TEXTE FOURNI:

Romanesque - Tonino Benacquista
Rentrée littéraire 2016
"N'obéir à aucun code. Être invisible. Ne prétendre à rien. N'avoir aucun compte à rendre. Nier le sens commun. Prouver en disparaissant que rien de ce que propose l'évolution n'a d'intérêt. Échapper à l'universel."
Quelque part en Californie un couple d'amoureux est en fuite vers le Nord dans l'idée d'atteindre au plus vite le Canada où un refuge leur semble promis. Mais aux abords de Chicago, une affiche de spectacle attire leur attention et ils ne peuvent résister. Le théâtre propose une vieille pièce anglaise, Les mariés malgré eux, qui relate la fuite éperdue dans l'Europe de Moyen-Age d'un couple d'amoureux pourchassés pour des raisons quelque peu insensées. Entre les amoureux d'hier et les amoureux d'aujourd'hui, il y a forcément un lien, mais il serait fort cruel de vous en dire plus, tant ce fabuleux roman à l'imagination débridée est fichtrement bien ficelé et recèle une foultitude de surprises.

CONSIGNES:
A - Relevez tous les noms de pays, d'États, de villes et de continents mentionnés dans le texte sur Romanesque.
B - Recopiez mot pour mot le passage du texte sur Romanesque qui commence par les mots contenant "Quelque part en" et se termine par "foultitude de surprises.".
C - Rédigez la suite du texte sur Romanesque, à partir de sa dernière phrase.

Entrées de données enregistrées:
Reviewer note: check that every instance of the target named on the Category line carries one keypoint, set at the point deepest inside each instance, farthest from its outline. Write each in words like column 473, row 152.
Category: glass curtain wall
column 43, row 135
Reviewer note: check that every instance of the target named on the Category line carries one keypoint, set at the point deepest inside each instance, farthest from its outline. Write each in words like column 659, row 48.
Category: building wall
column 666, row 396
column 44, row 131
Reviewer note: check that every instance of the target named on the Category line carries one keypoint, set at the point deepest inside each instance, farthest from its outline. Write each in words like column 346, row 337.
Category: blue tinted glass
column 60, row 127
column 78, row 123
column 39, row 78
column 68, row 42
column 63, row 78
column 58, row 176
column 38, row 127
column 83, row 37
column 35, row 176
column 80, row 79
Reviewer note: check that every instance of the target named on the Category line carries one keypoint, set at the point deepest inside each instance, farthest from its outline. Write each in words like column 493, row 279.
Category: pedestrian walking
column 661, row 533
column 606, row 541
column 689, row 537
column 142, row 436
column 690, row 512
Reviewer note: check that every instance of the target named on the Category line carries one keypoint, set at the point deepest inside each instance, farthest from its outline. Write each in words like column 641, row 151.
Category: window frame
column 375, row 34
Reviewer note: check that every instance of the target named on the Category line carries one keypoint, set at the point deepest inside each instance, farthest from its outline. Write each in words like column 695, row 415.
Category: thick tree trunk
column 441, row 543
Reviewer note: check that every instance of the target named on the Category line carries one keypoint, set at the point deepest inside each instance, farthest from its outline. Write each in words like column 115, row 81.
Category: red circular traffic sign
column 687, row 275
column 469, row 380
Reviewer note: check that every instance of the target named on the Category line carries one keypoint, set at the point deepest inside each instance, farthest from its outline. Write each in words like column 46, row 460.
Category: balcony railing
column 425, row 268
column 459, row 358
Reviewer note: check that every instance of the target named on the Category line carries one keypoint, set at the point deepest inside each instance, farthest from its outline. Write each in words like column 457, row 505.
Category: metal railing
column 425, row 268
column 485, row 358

RÉPONSES:
A - Californie, Canada, Chicago, Europe

B -
Quelque part en Californie un couple d'amoureux est en fuite vers le Nord dans l'idée d'atteindre au plus vite le Canada où un refuge leur semble promis. Mais aux abords de Chicago, une affiche de spectacle attire leur attention et ils ne peuvent résister. Le théâtre propose une vieille pièce anglaise, Les mariés malgré eux, qui relate la fuite éperdue dans l'Europe de Moyen-Age d'un couple d'amoureux pourchassés pour des raisons quelque peu insensées. Entre les amoureux d'hier et les amoureux d'aujourd'hui, il y a forcément un lien, mais il serait fort cruel de vous en dire plus, tant ce fabuleux roman à l'imagination débridée est fichtrement bien ficelé et recèle une foultitude de surprises.

C -
J'ai été bluffée par la maîtrise et l'inventivité du romancier qui joue sur plusieurs genres littéraires tout en évitant tous les clichés. En nous faisant voyager dans le temps et dans l'espace (et au-delà...), sur les terres et sur les mers, Benaquista revisite le roman d'aventures tout en distillant tous les ingrédients du grand roman populaire : des pirates, un carrosse lancé à toute allure sur des routes désertes, des vaisseaux en perdition, un harem, un asile de fous, une peuplade d'Amérique du sud, des planteurs de thé chinois, des Cosaques, des nomades du Sahara, et que sais-je encore ? Il y a dans cette histoire de la faim, de la soif, de la peur, et bien sûr un courage à toute épreuve, car nos amoureux sont animés d"une foi inébranlable en leurs sentiments. L'auteur réinvente le roman d'amour en s'interrogeant sur l'essence même de l'amour (folie, maladie, délire imaginatif ?), en revisitant le mythe du couple d'amoureux indestructible et en se demandant si l'amour ne serait pas la dernière aventure qui reste à redécouvrir aux pauvres terriens abimés que nous sommes.
Car l'auteur mène aussi dans ce roman une discrète mais bien présente réflexion philosophique sur la question du bien et du mal, sur la singularité et la norme, et une réflexion politique qui lance une éclairage glacial sur nos temps modernes. Et, cerise sur le gâteau, il nous offre aussi un jeu malicieux sur le rapport du réel et de la fiction, et les mystères de la création littéraire : à quel moment le réel se fictionnalise, comment l'auteur se confronte à ses personnages, et comment il trouve cet équilibre délicat entre le style et l'histoire. Roman foisonnant et très habilement mené, qui commence comme une gentille fable médiévale et se transforme rapidement en une haletante course poursuite, Romanesque est le roman des romans.
Un gros coup de cœur, que je dois à ma chère Delphine-Olympe.
Gallimard, coll. Blanche, 2016. 240 p.